# YOUR OBJECTIVE
The lines you need are those holding the word "terracotta"; pull them from the material.

# DATA FOR THIS TASK
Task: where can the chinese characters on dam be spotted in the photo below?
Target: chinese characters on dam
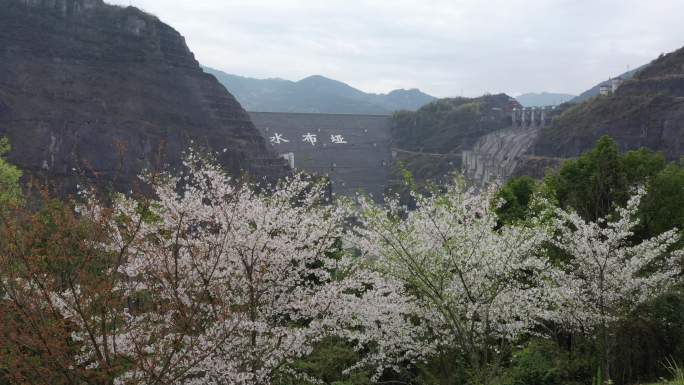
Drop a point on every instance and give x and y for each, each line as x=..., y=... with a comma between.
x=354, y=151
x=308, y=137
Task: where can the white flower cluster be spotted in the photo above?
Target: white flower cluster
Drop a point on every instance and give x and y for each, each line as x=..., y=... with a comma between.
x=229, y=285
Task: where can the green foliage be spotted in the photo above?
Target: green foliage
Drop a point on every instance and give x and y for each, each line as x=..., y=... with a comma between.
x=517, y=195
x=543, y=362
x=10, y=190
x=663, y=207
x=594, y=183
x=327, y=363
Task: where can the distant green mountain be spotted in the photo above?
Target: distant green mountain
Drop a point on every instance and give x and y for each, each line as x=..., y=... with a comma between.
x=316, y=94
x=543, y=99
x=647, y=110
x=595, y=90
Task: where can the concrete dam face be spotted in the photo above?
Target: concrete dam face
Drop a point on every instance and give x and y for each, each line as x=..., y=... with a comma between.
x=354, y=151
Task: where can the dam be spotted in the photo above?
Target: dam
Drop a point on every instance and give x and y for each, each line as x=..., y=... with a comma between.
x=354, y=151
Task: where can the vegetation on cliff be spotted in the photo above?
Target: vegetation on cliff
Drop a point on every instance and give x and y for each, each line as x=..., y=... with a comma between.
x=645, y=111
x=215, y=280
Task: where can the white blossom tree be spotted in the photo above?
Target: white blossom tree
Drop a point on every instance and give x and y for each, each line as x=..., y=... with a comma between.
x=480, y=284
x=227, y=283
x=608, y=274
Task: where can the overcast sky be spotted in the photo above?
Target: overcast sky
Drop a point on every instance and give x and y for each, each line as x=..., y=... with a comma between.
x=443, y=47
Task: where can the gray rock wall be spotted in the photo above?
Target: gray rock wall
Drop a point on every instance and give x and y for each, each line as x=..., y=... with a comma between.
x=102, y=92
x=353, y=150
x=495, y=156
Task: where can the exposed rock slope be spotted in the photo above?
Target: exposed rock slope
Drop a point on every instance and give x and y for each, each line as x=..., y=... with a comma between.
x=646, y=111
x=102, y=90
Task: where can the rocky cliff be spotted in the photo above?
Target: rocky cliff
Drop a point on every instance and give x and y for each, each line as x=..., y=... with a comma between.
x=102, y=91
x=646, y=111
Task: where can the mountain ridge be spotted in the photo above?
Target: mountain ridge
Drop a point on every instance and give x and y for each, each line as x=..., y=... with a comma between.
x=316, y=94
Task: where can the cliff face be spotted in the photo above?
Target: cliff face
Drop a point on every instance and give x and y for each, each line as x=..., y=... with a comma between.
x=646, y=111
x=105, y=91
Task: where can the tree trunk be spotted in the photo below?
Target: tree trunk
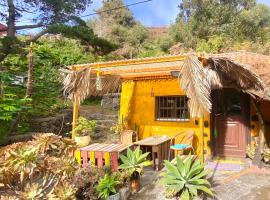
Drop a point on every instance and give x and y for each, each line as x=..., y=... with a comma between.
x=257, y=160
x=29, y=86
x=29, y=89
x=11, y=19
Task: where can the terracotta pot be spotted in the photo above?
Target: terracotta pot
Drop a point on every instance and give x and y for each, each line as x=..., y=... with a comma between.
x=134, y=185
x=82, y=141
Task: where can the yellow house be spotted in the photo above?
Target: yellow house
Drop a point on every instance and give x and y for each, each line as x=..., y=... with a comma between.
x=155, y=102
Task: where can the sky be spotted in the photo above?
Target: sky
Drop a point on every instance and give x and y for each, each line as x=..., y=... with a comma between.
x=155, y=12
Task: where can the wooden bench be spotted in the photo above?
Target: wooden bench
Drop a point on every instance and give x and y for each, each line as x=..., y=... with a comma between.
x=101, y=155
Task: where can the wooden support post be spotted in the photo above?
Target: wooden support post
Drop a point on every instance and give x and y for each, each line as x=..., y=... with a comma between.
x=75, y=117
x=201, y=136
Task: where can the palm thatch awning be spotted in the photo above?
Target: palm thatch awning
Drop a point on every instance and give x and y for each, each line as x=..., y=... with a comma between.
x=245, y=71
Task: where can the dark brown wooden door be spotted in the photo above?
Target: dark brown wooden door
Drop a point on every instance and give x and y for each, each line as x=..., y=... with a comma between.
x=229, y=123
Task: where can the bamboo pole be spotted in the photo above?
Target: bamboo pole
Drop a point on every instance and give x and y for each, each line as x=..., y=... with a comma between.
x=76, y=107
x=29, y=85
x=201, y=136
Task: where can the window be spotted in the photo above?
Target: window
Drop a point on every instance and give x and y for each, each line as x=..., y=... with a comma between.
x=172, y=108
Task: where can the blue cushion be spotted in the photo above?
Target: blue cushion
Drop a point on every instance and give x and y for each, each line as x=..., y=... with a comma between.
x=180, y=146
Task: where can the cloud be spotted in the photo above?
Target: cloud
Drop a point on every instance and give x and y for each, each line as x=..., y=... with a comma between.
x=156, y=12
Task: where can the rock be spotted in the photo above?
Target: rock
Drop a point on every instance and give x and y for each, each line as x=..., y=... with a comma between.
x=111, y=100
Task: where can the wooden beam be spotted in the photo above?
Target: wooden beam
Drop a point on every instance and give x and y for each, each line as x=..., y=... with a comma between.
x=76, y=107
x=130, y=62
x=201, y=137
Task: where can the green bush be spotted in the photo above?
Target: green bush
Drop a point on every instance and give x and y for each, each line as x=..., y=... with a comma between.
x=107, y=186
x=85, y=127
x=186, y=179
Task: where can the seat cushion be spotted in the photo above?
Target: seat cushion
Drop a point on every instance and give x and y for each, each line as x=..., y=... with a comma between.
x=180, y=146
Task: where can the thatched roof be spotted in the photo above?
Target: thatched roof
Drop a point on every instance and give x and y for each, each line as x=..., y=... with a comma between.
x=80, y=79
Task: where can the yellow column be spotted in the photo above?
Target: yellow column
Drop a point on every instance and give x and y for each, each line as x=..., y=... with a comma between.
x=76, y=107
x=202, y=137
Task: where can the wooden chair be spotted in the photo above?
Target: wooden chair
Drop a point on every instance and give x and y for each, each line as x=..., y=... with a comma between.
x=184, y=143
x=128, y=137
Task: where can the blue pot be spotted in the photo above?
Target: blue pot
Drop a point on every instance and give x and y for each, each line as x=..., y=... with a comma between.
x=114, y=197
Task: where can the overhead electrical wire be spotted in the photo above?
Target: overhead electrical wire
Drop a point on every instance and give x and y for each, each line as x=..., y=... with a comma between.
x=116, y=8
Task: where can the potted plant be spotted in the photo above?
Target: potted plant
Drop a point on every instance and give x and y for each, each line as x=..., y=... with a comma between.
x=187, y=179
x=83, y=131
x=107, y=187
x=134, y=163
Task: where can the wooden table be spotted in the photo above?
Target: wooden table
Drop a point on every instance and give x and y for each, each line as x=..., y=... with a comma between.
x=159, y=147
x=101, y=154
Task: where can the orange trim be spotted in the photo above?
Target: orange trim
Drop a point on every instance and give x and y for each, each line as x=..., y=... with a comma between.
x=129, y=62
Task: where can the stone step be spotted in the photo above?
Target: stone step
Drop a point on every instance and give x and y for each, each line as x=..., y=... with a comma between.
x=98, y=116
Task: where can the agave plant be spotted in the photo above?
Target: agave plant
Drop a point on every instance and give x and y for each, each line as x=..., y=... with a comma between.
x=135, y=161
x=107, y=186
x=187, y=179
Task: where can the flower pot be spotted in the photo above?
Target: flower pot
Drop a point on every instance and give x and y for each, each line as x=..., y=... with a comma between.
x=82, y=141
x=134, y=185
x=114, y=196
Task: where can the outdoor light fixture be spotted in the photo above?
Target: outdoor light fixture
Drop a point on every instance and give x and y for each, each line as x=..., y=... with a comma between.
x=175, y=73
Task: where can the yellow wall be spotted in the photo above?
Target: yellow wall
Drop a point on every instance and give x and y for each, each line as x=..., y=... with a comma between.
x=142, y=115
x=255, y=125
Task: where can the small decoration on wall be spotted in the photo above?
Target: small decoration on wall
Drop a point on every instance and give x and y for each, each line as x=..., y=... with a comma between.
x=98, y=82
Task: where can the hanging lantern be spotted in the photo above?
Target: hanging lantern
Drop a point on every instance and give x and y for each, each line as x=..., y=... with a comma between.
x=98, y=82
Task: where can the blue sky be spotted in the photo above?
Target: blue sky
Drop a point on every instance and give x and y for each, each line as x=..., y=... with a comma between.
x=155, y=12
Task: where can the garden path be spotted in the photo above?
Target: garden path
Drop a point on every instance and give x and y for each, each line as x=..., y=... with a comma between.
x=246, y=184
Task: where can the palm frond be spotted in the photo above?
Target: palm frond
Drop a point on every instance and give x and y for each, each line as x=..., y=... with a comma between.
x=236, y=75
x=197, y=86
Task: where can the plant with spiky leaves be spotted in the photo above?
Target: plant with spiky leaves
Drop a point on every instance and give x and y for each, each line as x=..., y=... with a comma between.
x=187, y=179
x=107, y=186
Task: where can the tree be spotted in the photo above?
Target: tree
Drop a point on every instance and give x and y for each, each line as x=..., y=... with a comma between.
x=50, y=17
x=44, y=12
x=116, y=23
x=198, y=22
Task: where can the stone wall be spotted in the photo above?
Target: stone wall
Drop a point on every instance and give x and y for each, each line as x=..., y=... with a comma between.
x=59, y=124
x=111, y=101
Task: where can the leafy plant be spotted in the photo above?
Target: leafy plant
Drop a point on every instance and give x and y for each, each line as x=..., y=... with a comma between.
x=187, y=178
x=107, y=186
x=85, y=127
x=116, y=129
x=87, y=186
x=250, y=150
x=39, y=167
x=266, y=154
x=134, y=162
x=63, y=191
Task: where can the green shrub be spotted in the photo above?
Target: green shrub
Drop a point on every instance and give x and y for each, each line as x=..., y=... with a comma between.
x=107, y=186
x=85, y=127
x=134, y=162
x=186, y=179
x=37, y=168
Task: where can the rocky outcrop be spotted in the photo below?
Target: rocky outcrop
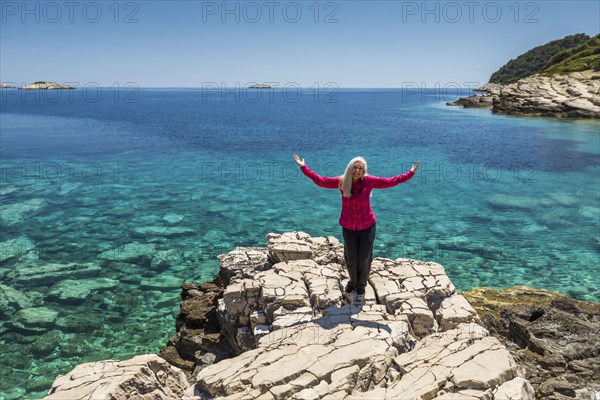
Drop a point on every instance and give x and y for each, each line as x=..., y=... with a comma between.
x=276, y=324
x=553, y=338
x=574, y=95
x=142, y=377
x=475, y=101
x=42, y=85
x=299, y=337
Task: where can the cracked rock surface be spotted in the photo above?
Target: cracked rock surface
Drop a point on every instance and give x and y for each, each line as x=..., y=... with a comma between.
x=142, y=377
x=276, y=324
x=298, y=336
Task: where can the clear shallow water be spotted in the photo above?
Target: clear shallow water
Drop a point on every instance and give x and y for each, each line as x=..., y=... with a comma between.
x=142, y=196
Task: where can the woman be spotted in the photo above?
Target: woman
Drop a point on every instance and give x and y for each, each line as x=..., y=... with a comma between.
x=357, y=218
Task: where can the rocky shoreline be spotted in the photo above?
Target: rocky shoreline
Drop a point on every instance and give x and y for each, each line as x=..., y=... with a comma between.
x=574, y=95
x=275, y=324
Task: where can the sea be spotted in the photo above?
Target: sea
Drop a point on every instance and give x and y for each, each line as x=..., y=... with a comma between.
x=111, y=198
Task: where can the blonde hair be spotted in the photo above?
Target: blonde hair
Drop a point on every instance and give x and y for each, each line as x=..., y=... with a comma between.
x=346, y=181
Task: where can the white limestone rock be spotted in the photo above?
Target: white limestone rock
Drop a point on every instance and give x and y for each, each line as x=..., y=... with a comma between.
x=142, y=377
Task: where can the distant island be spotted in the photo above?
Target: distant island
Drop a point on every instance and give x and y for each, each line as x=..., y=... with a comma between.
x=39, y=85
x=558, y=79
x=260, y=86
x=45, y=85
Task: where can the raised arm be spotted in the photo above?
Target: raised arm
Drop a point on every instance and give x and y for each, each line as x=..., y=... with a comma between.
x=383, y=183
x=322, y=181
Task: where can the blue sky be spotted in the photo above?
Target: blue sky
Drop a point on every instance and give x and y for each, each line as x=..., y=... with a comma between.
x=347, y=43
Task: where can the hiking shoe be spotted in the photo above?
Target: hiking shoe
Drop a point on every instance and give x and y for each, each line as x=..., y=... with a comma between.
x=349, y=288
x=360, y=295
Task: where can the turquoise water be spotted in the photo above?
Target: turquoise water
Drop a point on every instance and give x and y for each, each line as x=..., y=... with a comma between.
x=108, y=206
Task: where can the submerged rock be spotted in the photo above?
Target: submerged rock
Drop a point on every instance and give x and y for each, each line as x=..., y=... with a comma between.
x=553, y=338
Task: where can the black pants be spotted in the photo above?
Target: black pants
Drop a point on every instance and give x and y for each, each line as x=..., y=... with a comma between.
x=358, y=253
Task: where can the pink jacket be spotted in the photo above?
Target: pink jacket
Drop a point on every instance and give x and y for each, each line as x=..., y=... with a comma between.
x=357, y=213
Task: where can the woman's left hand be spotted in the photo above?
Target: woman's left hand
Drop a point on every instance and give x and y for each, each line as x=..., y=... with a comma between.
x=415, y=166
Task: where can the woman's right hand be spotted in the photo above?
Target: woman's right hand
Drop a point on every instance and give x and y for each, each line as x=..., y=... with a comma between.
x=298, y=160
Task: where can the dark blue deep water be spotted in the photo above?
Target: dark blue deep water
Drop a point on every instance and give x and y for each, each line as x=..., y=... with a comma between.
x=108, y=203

# ANSWER BOX
Task: where can the terracotta pot be spotted in the photo above?
Target: terracotta pot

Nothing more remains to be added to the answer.